◆ Görev Yönergeleri ◆
1) Tevhid konusundaki metne göre, okunması sevap bakımından Kur'ân'ın üçte birine eşit tutulan sûre hangisidir?
2) Tevhid konusundaki metni, son cümlesinden sonra gelecek biçimde genişletiniz.

----- Metin Bloğu

Beş sahih hadis kitabının rivayet edip, İbn Hibban'ın da doğruladığına göre, Arabî'nin (çölde yaşayan bedevî) birisi Peygamber (Sallallâhu Aleyhi ve Sellem)'e Ay'ı gördüğünü haber verir. Bunun üzerine Hazreti Peygamber oruç tutulmasını emretmiş ve adamdan şehadeteyn (Eşhedü en lâ ilâhe illallâh ve eşhedü enne Muhammeden Rasûlullâh) kelimesiyle ikrar edip etmediğinden başka hiçbir şey sormamıştır. İbn Teymîyyé'nin bu bâtıl görüşüne göre, Peygamber (Sallallâhu Aleyhi ve Sellem), bütün halkı rubûbiyyet tevhidini bildikleri için, onları bilmedikleri ulûhiyyet tevhidine davet etmesi ve Muaz b. Cebel'e, halkı ulûhiyyet tevhidine davet etmesini söylemesi gerekirdi! Ve Ramazan ayının hilâlini gören Arabî'ye de, "Ulûhiyyet tevhidini biliyor musun?" diye sorması lâzımdı!

Yedincisi: Allah Teâlâ, aziz kitabında mutlak kelime-i tevhidi emretmiştir. Nitekim Allah, Teâlâ, Peygamberine (Sallallâhu Aleyhi ve Sellem) hitaben, "Öyleyse bil ki Allah'dan başka mâbud yoktur." (Muhammed sûresi, âyet: 19) diye buyurmuştur.

Kur'ân-ı Kerim'deki tevhid hakkında varid olan bütün âyetlerde ve okunması sevap bakımından Kur'ân'ın üçte birisine eşit tutulan İhlâs sûresinin de durumları böyledir. Allah Teâlâ: "Ona (Kur'ân'a) ne geçmişte ne de gelecekte bâtil (boş şeyler) yol bulamaz..." (Fussilet, 42) diye vasıflandırdığı aziz kitabında kullarına ulûhiyyet tevhidini emretmemiş ve onlara, ulûhiyyet tevhidini bilmeyen kimsenin, rubûbiyyet tevhidini bilmesine önem verilmez diye buyurmamıştır.

----------
----- Verilen Öğeler

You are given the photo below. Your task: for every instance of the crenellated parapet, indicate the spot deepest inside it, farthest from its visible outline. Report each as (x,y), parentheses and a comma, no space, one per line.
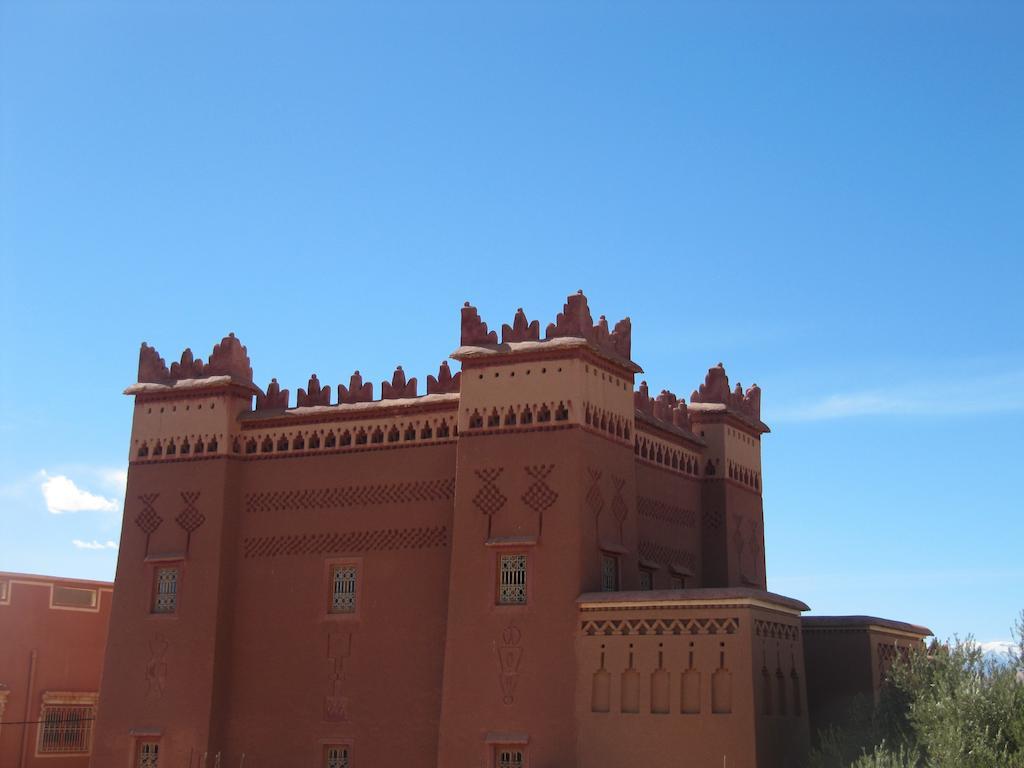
(397,387)
(573,322)
(445,383)
(666,408)
(356,391)
(228,357)
(313,394)
(275,398)
(716,389)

----------

◆ Yanıtlar ◆
1) İhlâs sûresi.

2)
Sekizincisi: İlâh, Rab mânâsına, Rab da İlâh mânâsınadır. Mânâ itibarıyla ikisi birbirlerinden ayrılmazlar. Her biri diğerinin yerine kullanılır. Bu şekilde kullanılmaları, Allah'ın kitabında (Kur'ân'da) pek çoktur. Keza Peygamber (Sallallâhu Aleyhi ve Sellem)'in hadîslerinde de durum böyledir. Allah Teâlâ şöyle buyurur:

"Ey insanlar! Sizi ve sizden öncekileri yaratan Rabbinize kulluk ediniz..." (Bakara sûresi, âyet: 21)

Halbuki İbn Teymiyye'nin bâtıl inancına göre, insanlar rubûbiyyet tevhidini bilip ulûhiyyet tevhidini bilmedikleri için, Allah Teâlâ bu âyet-i celîlede, "İlâhınıza kulluk ediniz!" buyurması lâzımdı. Allah Teâlâ, "Allah, kendisine hükümranlık verdiği için İbrahim ile Rabbi hakkında tartışan kimseyi (Nemrud'u) görmedin mi?" (Bakara sûresi, âyet: 258) meâlen buyurmuştur.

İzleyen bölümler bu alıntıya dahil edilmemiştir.